Text passage:
-- begin --

This weekend I participated in PodCamp Toronto, an unconference about social media with hundreds of participants. We had close to 80 sessions over the weekend, and a good number of them talked about or mentioned the newest social media darling, Pinterest. As a long-time blogger, I think of Pinterest as a photo blog with some advanced functionality, but the rest of the world sees it more like an online scrap book or bulletin board. With Pinterest, users "pin" images they have found around the Internet that inspire them to a "pin board". Individuals can have many different pin boards. People can repin images they see on other pinboards to their own boards. And the platform is taking the social media world by storm, feeding into the whole new content curation frenzy.
Because of its visual nature, pinboards are being used extensively for things like collecting design, home decor and clothing ideas. Libraries are collecting covers of books on different topics. And one of my favourite examples is marketing guru/speaker/author David Meerman Scott's Great Surfing Waves! pin board that he has tucked in amongst his boards of marketing infographics and ebooks.

-- end --

Set exercise:
Condense the paragraph of the Pinterest passage that begins "Because of its visual nature" into a short bulleted list, keeping its main facts. The records are separate from the Pinterest passage and are not connected to it.

Records provided:
-- begin --

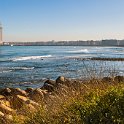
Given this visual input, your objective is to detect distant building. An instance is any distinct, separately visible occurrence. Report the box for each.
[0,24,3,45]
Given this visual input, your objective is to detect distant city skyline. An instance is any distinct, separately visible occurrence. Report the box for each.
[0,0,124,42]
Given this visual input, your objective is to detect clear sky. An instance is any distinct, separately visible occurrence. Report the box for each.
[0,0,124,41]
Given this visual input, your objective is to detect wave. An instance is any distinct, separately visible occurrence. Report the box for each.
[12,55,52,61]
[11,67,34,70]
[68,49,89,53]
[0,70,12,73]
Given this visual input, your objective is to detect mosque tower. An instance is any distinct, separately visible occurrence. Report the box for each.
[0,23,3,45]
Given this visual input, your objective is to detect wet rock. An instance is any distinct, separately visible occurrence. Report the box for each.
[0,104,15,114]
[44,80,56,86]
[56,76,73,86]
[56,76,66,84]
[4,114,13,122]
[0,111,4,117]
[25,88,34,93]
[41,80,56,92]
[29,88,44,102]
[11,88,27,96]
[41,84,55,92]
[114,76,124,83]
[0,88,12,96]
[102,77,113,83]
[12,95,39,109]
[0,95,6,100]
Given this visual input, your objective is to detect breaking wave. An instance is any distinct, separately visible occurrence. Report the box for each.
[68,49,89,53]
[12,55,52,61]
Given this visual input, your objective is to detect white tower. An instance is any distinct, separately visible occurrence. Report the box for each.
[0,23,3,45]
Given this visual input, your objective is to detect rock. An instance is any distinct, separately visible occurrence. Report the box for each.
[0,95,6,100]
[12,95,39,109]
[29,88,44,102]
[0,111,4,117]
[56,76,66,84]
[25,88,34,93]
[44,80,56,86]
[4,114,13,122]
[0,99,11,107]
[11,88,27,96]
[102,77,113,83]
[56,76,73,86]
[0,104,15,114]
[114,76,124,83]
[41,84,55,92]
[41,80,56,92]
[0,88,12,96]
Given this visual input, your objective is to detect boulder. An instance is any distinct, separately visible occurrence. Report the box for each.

-- end --

Response below:
- Because Pinterest is visual, pinboards are widely used to collect design, home decor and clothing ideas.
- Libraries use them to collect book covers on different topics.
- A favorite example is the Great Surfing Waves! board by marketing guru, speaker and author David Meerman Scott, kept among his boards of marketing infographics and ebooks.